▶ **Records for this exercise**

========

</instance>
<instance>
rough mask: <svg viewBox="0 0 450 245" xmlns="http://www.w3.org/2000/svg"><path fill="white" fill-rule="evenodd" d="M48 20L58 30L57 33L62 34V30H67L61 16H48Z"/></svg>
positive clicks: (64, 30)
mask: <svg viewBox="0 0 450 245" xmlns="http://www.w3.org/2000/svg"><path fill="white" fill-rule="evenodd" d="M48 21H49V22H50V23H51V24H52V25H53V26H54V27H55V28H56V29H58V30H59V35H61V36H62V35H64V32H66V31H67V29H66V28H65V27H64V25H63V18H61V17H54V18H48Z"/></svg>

========

Rewrite the lines above, replacing "positive clicks" with "foreground clicks" and keeping everything else the same.

</instance>
<instance>
rough mask: <svg viewBox="0 0 450 245" xmlns="http://www.w3.org/2000/svg"><path fill="white" fill-rule="evenodd" d="M48 20L58 30L57 33L62 34V30H67L61 16H48Z"/></svg>
foreground clicks: (64, 30)
mask: <svg viewBox="0 0 450 245" xmlns="http://www.w3.org/2000/svg"><path fill="white" fill-rule="evenodd" d="M48 21H49V22H50V23H51V24H52V25H53V26H54V27H55V28H56V29H58V30H59V35H61V36H62V35H64V32H66V31H67V29H66V28H65V27H64V25H63V18H61V17H54V18H48Z"/></svg>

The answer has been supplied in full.